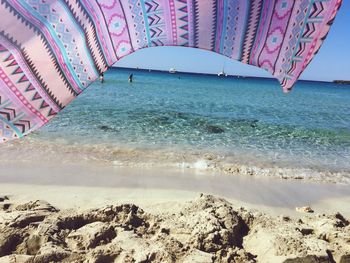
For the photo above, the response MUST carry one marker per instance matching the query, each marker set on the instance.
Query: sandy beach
(82, 213)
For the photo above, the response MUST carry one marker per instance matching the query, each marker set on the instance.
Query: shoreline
(181, 160)
(94, 213)
(271, 194)
(102, 225)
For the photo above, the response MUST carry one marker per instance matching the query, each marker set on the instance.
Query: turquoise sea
(245, 120)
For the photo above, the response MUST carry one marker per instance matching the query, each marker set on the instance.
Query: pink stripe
(19, 95)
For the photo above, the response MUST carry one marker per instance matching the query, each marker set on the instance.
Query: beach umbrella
(52, 50)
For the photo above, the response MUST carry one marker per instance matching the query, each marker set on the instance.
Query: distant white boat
(172, 71)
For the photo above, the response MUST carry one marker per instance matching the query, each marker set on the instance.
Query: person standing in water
(102, 78)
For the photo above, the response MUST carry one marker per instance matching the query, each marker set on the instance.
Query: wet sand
(271, 194)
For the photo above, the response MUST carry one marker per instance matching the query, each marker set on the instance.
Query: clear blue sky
(332, 62)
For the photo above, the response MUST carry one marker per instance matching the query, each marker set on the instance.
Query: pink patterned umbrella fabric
(52, 50)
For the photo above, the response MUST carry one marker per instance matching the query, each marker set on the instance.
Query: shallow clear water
(309, 127)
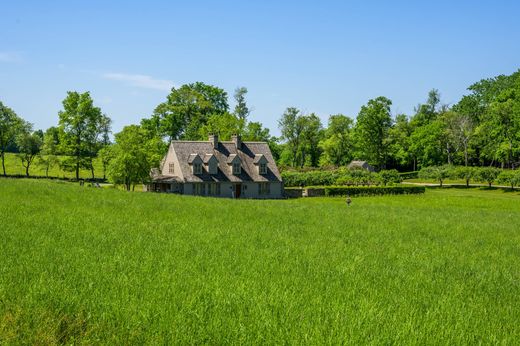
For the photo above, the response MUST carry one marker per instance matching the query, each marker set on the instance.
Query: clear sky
(325, 57)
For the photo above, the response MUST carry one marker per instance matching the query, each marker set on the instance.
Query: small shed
(361, 165)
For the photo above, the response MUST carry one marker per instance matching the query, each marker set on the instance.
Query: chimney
(237, 139)
(213, 139)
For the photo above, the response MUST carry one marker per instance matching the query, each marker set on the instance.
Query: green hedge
(373, 190)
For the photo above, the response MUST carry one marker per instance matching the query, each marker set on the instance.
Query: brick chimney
(213, 139)
(237, 139)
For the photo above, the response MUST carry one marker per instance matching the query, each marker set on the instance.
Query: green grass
(13, 166)
(102, 266)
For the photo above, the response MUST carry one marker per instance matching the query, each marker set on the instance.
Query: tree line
(482, 129)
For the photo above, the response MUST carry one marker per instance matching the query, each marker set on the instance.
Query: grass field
(13, 166)
(102, 266)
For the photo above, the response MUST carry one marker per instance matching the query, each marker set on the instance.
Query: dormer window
(235, 163)
(196, 163)
(211, 163)
(261, 162)
(236, 168)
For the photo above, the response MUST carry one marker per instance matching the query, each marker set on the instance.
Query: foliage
(372, 129)
(11, 126)
(132, 156)
(372, 190)
(487, 174)
(80, 124)
(439, 173)
(509, 177)
(29, 145)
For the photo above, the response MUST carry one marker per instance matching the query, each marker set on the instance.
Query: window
(236, 167)
(213, 168)
(264, 189)
(198, 189)
(214, 189)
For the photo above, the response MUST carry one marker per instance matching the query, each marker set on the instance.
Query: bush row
(342, 176)
(488, 175)
(372, 191)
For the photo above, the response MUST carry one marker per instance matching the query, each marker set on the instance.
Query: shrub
(439, 173)
(510, 178)
(372, 191)
(464, 172)
(389, 177)
(487, 174)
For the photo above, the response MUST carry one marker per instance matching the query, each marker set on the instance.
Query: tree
(188, 108)
(48, 154)
(291, 132)
(241, 109)
(337, 143)
(29, 145)
(439, 173)
(488, 174)
(509, 177)
(466, 173)
(372, 127)
(10, 127)
(133, 155)
(79, 122)
(460, 129)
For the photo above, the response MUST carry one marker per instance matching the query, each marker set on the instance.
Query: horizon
(325, 59)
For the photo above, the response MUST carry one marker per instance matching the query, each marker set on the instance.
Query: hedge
(372, 190)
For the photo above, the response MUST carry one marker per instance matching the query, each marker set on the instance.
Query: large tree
(372, 127)
(29, 145)
(79, 122)
(11, 125)
(133, 155)
(337, 143)
(188, 108)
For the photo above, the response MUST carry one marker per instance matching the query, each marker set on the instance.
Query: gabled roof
(225, 153)
(209, 157)
(193, 158)
(259, 158)
(232, 158)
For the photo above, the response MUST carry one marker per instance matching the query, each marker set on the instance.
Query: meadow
(103, 266)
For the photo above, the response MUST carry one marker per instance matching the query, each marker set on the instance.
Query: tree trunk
(3, 162)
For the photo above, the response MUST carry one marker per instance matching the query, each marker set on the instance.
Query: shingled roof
(186, 152)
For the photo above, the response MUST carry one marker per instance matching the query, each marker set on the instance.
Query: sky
(323, 57)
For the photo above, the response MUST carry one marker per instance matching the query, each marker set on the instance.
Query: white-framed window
(264, 189)
(198, 189)
(214, 189)
(213, 168)
(236, 168)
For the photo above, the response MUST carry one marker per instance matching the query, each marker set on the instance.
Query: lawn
(13, 166)
(102, 266)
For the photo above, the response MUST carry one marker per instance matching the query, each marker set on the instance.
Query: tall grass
(83, 265)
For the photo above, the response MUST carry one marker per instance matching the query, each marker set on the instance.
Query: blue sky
(325, 57)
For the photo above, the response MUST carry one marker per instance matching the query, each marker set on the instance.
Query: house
(234, 169)
(360, 165)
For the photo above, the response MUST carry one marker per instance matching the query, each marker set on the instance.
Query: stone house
(233, 169)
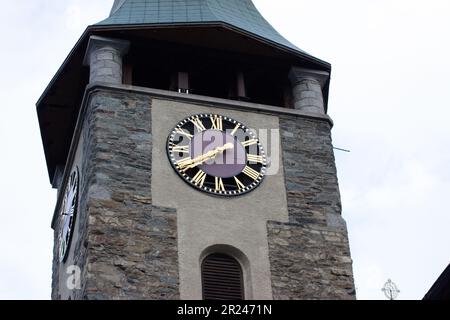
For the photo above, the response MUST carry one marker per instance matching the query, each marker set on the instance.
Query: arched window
(222, 278)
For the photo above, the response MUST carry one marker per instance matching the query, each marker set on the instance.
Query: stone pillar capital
(104, 56)
(297, 75)
(307, 86)
(95, 43)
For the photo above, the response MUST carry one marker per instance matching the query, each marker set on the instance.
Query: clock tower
(191, 149)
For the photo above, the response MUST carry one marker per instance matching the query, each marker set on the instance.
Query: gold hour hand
(209, 155)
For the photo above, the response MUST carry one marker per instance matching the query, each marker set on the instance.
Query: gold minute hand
(209, 155)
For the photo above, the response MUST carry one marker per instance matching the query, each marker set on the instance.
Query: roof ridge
(241, 14)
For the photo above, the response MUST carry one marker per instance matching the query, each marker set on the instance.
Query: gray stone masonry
(126, 248)
(307, 89)
(104, 56)
(127, 244)
(310, 256)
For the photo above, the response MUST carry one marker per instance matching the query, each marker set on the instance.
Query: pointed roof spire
(241, 14)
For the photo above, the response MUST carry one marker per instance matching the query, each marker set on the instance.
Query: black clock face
(217, 154)
(68, 214)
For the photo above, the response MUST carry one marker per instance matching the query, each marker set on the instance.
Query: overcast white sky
(390, 94)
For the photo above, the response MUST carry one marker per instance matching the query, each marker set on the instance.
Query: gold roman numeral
(199, 178)
(219, 185)
(235, 129)
(184, 133)
(249, 142)
(251, 173)
(181, 149)
(254, 158)
(239, 184)
(217, 123)
(198, 124)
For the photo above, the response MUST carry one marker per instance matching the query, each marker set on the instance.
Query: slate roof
(241, 14)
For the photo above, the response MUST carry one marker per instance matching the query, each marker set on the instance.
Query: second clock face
(217, 154)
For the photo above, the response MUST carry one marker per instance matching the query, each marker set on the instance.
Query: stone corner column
(104, 56)
(307, 87)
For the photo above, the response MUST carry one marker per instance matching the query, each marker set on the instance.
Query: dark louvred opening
(222, 278)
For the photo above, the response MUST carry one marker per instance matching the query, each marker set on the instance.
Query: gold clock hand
(210, 155)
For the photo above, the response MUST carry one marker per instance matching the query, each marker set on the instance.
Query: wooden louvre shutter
(222, 278)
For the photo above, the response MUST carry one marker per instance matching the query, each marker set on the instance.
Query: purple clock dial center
(228, 163)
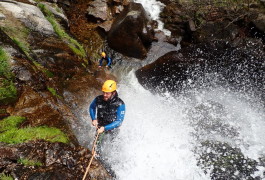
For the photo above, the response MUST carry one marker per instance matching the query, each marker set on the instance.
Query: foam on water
(158, 136)
(154, 141)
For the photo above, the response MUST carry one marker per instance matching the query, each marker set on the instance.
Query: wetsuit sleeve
(109, 61)
(92, 109)
(118, 121)
(100, 62)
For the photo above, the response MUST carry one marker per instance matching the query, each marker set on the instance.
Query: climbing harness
(93, 155)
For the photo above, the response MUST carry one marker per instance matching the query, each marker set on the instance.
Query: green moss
(10, 122)
(4, 66)
(43, 69)
(28, 162)
(4, 176)
(72, 43)
(11, 134)
(8, 91)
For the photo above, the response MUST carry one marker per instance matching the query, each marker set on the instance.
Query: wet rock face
(214, 62)
(58, 161)
(130, 33)
(30, 15)
(98, 9)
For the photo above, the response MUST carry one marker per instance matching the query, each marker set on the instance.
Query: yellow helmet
(109, 86)
(103, 54)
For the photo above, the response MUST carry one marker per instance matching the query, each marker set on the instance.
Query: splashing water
(159, 134)
(154, 8)
(154, 141)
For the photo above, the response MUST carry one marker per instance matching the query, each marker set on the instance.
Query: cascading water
(159, 135)
(181, 136)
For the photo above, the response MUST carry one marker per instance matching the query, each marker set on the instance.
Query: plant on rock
(11, 134)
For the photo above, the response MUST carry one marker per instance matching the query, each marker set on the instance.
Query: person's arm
(118, 121)
(92, 109)
(109, 61)
(100, 62)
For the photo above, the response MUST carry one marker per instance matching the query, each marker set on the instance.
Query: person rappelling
(106, 58)
(107, 112)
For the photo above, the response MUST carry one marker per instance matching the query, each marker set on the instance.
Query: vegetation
(8, 91)
(72, 43)
(4, 176)
(28, 162)
(10, 133)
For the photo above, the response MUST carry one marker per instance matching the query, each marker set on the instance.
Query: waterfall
(154, 8)
(162, 135)
(159, 134)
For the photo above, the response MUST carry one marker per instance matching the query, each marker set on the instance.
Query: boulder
(131, 33)
(98, 9)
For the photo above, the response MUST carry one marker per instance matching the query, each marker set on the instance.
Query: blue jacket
(107, 59)
(109, 114)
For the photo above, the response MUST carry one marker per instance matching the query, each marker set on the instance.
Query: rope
(93, 155)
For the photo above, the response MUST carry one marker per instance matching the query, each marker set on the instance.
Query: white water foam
(154, 8)
(154, 140)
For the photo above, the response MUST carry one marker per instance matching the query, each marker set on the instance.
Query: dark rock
(130, 33)
(98, 9)
(58, 161)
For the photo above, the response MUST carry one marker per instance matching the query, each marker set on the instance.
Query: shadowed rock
(55, 161)
(130, 33)
(30, 15)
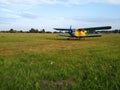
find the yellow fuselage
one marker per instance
(80, 33)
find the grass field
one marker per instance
(50, 62)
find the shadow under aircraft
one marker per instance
(82, 32)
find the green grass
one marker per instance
(50, 62)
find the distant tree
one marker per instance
(32, 30)
(42, 31)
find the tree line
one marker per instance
(32, 30)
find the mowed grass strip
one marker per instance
(50, 62)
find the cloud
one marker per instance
(68, 2)
(28, 15)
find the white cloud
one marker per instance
(34, 2)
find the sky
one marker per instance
(49, 14)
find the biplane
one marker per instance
(82, 32)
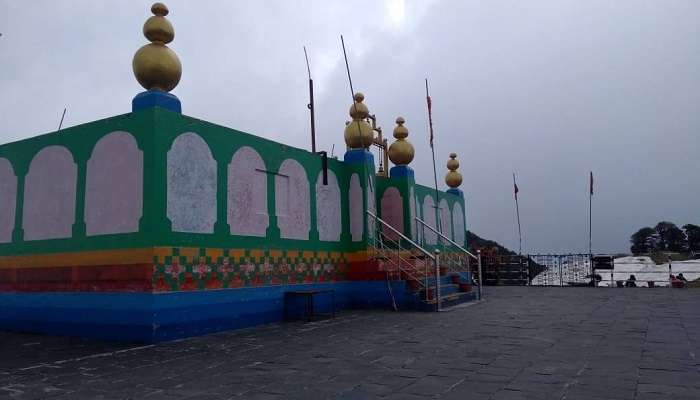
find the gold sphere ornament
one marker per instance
(401, 152)
(358, 133)
(155, 65)
(453, 178)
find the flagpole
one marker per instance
(432, 150)
(517, 213)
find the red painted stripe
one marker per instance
(94, 278)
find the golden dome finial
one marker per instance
(358, 133)
(453, 178)
(401, 152)
(155, 65)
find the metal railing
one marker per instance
(455, 261)
(393, 252)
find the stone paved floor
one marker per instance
(522, 343)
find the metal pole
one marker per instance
(438, 226)
(437, 280)
(478, 254)
(529, 277)
(517, 213)
(311, 104)
(60, 124)
(561, 274)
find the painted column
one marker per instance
(18, 232)
(79, 225)
(222, 157)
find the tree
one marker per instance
(671, 237)
(692, 232)
(644, 240)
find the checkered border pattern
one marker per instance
(177, 269)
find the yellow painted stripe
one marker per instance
(82, 258)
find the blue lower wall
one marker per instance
(155, 317)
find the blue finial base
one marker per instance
(358, 156)
(156, 98)
(456, 192)
(401, 171)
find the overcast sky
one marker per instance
(548, 89)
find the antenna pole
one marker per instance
(438, 225)
(517, 214)
(60, 124)
(311, 104)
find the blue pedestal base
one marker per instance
(156, 98)
(456, 192)
(357, 156)
(401, 171)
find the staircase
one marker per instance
(405, 261)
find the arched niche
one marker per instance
(429, 218)
(392, 212)
(355, 203)
(114, 186)
(445, 219)
(292, 200)
(49, 195)
(8, 200)
(191, 185)
(247, 194)
(328, 214)
(458, 222)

* * *

What the task asks: Write out the lines of the rows word for word, starting at the line that contains "find the stone paved floor" and ending at the final line of the rows.

Worked solution:
find the stone paved floor
one marker per instance
(522, 343)
find the metal pole
one marker per instance
(438, 226)
(437, 280)
(478, 254)
(529, 277)
(517, 213)
(311, 104)
(60, 124)
(561, 274)
find the painted column
one marker per instance
(18, 232)
(79, 225)
(222, 157)
find the tree
one marker per instance
(671, 237)
(692, 232)
(644, 240)
find the checkered border pattern
one marker per instance
(177, 269)
find the yellow painted stripe
one marker per instance
(82, 258)
find the blue lower wall
one marker per instance
(155, 317)
find the blue finial base
one marker per instance
(358, 156)
(156, 98)
(456, 192)
(401, 171)
find the overcast sky
one marker per instance
(548, 89)
find the antenna pole
one marker per instance
(438, 225)
(517, 214)
(60, 124)
(311, 104)
find the blue pedestal base
one marker per instance
(156, 98)
(456, 192)
(357, 156)
(401, 171)
find the staircase
one marker per instance
(405, 261)
find the arched niche
one marker per instance
(429, 218)
(392, 212)
(355, 203)
(114, 186)
(445, 219)
(292, 200)
(49, 195)
(8, 200)
(191, 185)
(247, 194)
(328, 214)
(458, 222)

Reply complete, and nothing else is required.